* **SOAL SINGKAT A**
Dari baris-baris di bawah, susun bagian mulai dari baris yang memuat "of the power" sampai baris terakhir sebagai daftar JSON berisi string, satu string untuk tiap baris, tanpa baris kosong. Gambar tidak perlu dimasukkan ke jawaban.

* **KUTIPAN PILIHAN**
----------

JAKARTA, HUMAS MKRI - Mahkamah Konstitusi (MK) memutuskan tidak dapat menerima permohonan uji materiil Undang-Undang Nomor 13 Tahun 2013 tentang Ketenagakerjaan pada Rabu (27/2/2019) siang. Permohonan yang teregistrasi dengan Nomor 101/PUU-XVI/2018 ini diajukan oleh Ester Fransisca Nuban karyawati PT. Asih Eka Abadi (AEA) Jakarta yang diwakili kuasa hukum, Marthen Boiliu. “Amar putusan menyatakan permohonan Pemohon tidak dapat diterima,” tegas Ketua Pleno Anwar Usman.
Mahkamah menyampaikan, ketentuan Pasal 156 ayat (2) UU Ketenagakerjaan mengatur perihal perhitungan pesangon secara umum yang menjadi rujukan dalam hal terjadi pemutusan hubungan kerja karena alasan-alasan yang telah ditentukan dalam UU Ketenagakerjaan. Oleh karena itu, ketentuan tersebut tidak hanya berkaitan dengan pemutusan hubungan kerja karena mangkir dari kerja sebagaimana diatur dalam Pasal 168 ayat (1) UU Ketenagakerjaan.
Pesangon dimaksud merupakan bagian dari hak pekerja serta kewajiban pengusaha untuk memenuhinya sebagaimana diatur dalam Pasal 156 ayat (1) UU Ketenagakerjaan yang menyatakan, “Dalam hal terjadi pemutusan hubungan kerja, pengusaha diwajibkan membayar uang pesangon dan atau uang penghargaan masa kerja dan uang penggantian hak yang seharusnya diterima”.
“Penghitungan terhadap pesangon dalam ketentuan Pasal 156 ayat (2) UU Ketenagakerjaan menjadi dasar penentuan paling sedikit pemberian pesangon yang tidak selalu sama dalam hal terjadi alasan pemutusan hubungan kerja. Sementara itu, ketentuan Pasal 168 ayat (1) UU Ketenagakerjaan mengatur mengenai konsekuensi hak-hak yang diterima oleh karyawan yang mangkir dari kerja dan besarnya hitungan pesangon yang diterima oleh karyawan apabila seorang karyawan diberhentikan kerja dari sebuah perusahaan karena mangkir kerja,” urai Wakil Ketua MK Aswanto yang membacakan pendapat Mahkamah.

----------

Label titik objek
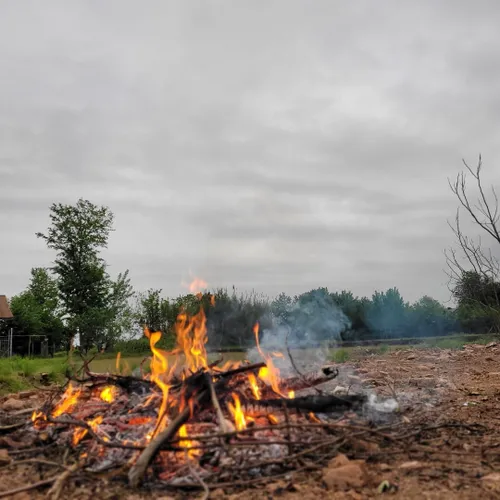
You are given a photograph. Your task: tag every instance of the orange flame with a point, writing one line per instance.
(81, 432)
(237, 413)
(69, 399)
(273, 419)
(186, 443)
(159, 367)
(108, 394)
(253, 386)
(270, 374)
(314, 418)
(191, 339)
(197, 285)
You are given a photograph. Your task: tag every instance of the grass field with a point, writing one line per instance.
(17, 373)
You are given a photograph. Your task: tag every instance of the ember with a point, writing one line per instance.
(182, 414)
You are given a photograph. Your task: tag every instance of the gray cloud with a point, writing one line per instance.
(278, 145)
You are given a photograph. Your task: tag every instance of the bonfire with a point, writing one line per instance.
(199, 424)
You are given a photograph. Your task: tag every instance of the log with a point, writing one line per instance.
(316, 403)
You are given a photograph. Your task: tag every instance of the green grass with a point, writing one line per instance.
(17, 374)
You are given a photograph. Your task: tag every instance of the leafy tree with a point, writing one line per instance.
(89, 298)
(387, 313)
(154, 311)
(473, 268)
(36, 310)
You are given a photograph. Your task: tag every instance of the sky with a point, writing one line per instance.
(270, 145)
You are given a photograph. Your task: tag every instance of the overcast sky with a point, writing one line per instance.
(273, 145)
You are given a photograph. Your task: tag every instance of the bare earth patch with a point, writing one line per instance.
(446, 443)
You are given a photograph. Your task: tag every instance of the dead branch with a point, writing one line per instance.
(56, 488)
(28, 487)
(137, 472)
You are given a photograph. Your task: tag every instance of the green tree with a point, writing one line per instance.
(154, 311)
(78, 233)
(387, 313)
(37, 310)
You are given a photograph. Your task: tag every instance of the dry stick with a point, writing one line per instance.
(137, 472)
(292, 361)
(288, 431)
(223, 425)
(232, 484)
(376, 432)
(33, 461)
(56, 488)
(200, 480)
(241, 369)
(5, 428)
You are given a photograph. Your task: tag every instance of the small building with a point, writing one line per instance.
(5, 315)
(5, 312)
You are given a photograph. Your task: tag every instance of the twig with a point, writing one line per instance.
(287, 429)
(137, 472)
(33, 461)
(28, 487)
(241, 369)
(56, 488)
(200, 480)
(223, 424)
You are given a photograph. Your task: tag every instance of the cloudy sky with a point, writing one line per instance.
(273, 145)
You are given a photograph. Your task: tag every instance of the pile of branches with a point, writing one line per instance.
(122, 433)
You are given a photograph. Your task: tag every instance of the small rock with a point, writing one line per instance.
(351, 475)
(340, 390)
(360, 445)
(338, 461)
(26, 394)
(13, 404)
(22, 496)
(4, 457)
(494, 476)
(412, 465)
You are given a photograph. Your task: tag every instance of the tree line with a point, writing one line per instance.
(76, 296)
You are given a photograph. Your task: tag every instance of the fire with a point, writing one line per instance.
(69, 399)
(81, 432)
(237, 413)
(191, 339)
(117, 363)
(273, 419)
(270, 374)
(108, 394)
(253, 386)
(314, 418)
(197, 285)
(186, 443)
(159, 367)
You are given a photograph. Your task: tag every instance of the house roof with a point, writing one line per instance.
(5, 312)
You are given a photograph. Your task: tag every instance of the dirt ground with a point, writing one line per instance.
(447, 445)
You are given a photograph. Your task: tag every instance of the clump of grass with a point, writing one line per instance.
(340, 355)
(383, 349)
(17, 374)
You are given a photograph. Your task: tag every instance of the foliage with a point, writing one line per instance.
(18, 373)
(37, 311)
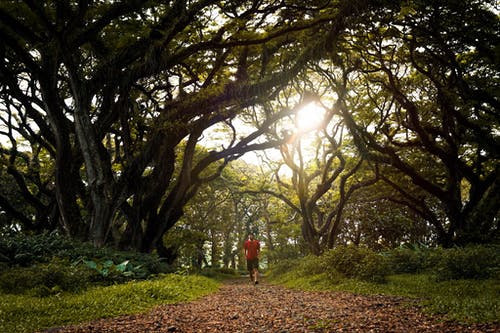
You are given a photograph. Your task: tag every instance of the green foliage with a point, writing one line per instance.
(461, 283)
(24, 313)
(356, 262)
(409, 259)
(471, 262)
(20, 250)
(45, 279)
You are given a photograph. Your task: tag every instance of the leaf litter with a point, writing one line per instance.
(240, 306)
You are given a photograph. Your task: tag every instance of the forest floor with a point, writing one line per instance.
(240, 306)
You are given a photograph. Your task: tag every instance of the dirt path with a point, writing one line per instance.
(280, 310)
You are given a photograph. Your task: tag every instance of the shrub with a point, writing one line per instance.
(45, 279)
(410, 259)
(21, 250)
(471, 262)
(356, 262)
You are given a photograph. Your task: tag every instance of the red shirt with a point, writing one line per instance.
(252, 248)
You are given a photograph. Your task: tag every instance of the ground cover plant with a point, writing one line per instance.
(47, 281)
(460, 283)
(27, 313)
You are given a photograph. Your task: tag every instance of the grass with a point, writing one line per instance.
(466, 301)
(23, 313)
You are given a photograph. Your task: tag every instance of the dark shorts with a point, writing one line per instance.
(252, 264)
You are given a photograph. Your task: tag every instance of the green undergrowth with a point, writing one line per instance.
(466, 300)
(25, 313)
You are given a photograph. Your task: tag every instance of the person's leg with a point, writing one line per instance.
(256, 275)
(250, 269)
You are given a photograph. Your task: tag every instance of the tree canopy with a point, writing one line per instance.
(105, 107)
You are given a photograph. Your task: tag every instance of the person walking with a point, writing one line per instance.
(252, 251)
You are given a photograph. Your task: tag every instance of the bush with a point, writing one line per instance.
(45, 279)
(471, 262)
(410, 259)
(20, 250)
(356, 262)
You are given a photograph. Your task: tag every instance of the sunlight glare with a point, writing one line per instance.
(310, 117)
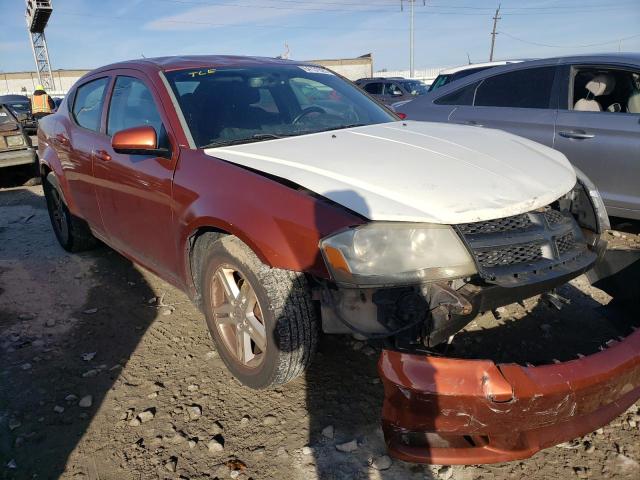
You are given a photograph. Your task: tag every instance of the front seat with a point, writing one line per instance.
(633, 105)
(601, 84)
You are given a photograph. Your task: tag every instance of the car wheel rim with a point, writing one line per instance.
(238, 317)
(57, 212)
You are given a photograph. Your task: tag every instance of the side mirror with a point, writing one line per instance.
(138, 141)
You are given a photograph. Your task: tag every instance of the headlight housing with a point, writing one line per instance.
(15, 140)
(386, 253)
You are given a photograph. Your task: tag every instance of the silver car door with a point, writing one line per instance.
(521, 101)
(605, 146)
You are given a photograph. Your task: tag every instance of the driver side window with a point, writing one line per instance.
(132, 105)
(392, 89)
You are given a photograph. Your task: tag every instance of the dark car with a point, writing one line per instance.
(15, 144)
(392, 89)
(586, 106)
(20, 106)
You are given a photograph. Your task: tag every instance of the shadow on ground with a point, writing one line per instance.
(47, 355)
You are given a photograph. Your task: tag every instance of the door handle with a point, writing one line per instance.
(101, 155)
(578, 135)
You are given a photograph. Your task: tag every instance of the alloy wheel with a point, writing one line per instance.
(238, 317)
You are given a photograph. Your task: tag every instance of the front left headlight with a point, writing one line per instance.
(15, 140)
(381, 253)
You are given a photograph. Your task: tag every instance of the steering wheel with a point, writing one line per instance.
(306, 112)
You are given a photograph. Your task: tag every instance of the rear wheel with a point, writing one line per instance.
(72, 232)
(261, 318)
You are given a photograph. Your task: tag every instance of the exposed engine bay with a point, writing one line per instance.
(516, 257)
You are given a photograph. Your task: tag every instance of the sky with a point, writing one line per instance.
(86, 34)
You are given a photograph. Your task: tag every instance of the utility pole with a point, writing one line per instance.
(37, 16)
(411, 54)
(412, 4)
(494, 33)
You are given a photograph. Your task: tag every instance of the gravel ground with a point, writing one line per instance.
(108, 372)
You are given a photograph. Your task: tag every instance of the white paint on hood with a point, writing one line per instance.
(416, 171)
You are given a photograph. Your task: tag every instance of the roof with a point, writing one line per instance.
(198, 61)
(470, 66)
(622, 57)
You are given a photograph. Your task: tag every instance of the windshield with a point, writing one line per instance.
(230, 105)
(5, 117)
(415, 87)
(19, 107)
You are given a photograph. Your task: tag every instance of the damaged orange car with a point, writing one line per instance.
(287, 203)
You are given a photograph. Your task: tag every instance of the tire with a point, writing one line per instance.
(73, 233)
(284, 308)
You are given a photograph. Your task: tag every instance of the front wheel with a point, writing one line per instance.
(72, 232)
(261, 319)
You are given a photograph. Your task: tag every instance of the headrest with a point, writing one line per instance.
(633, 105)
(601, 84)
(239, 93)
(584, 105)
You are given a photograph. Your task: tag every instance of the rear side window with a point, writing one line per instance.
(132, 105)
(374, 88)
(392, 89)
(89, 99)
(462, 96)
(528, 88)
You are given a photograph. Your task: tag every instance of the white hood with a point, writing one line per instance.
(416, 171)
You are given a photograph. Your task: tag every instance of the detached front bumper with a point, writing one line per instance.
(450, 411)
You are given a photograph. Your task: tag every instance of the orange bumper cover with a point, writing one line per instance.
(450, 411)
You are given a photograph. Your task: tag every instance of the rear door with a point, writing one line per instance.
(77, 147)
(604, 144)
(522, 102)
(134, 191)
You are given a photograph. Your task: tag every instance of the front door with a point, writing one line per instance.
(134, 191)
(604, 142)
(74, 148)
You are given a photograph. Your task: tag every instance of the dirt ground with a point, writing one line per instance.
(107, 372)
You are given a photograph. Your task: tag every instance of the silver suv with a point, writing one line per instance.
(587, 107)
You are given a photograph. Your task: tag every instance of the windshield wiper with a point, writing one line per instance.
(258, 137)
(342, 127)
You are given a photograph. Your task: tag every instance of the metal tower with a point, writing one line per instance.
(37, 16)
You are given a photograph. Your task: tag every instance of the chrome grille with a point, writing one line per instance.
(554, 216)
(565, 243)
(533, 244)
(509, 255)
(516, 222)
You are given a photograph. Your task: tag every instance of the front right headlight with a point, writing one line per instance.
(385, 253)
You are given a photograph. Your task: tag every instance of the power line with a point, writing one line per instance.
(571, 46)
(496, 17)
(230, 25)
(389, 9)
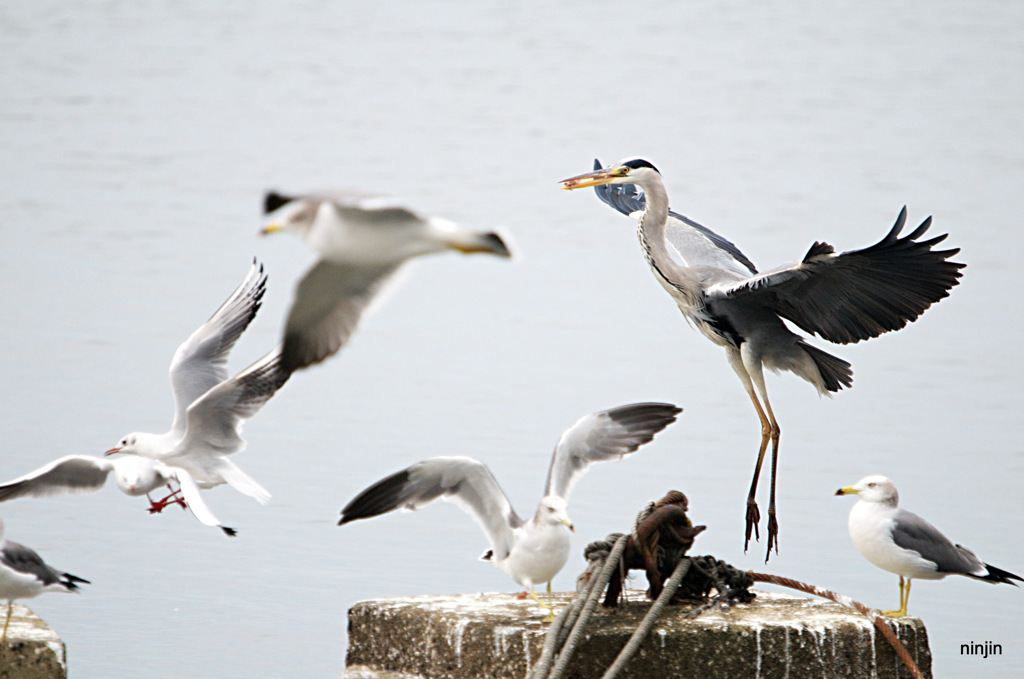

----------

* **SOAL SINGKAT B**
Salin ulang bagian berita putusan MK dari "JAKARTA, HUMAS MKRI" sampai "Pleno Anwar Usman." tanpa mengubah satu kata pun.

* **JAWABAN TERTULIS A**
[
  "You are given a photograph. Your task: tag every instance of the power line with a point, writing one line per instance.",
  "(571, 46)",
  "(496, 17)",
  "(230, 25)",
  "(389, 9)"
]

* **JAWABAN TERTULIS B**
JAKARTA, HUMAS MKRI - Mahkamah Konstitusi (MK) memutuskan tidak dapat menerima permohonan uji materiil Undang-Undang Nomor 13 Tahun 2013 tentang Ketenagakerjaan pada Rabu (27/2/2019) siang. Permohonan yang teregistrasi dengan Nomor 101/PUU-XVI/2018 ini diajukan oleh Ester Fransisca Nuban karyawati PT. Asih Eka Abadi (AEA) Jakarta yang diwakili kuasa hukum, Marthen Boiliu. “Amar putusan menyatakan permohonan Pemohon tidak dapat diterima,” tegas Ketua Pleno Anwar Usman.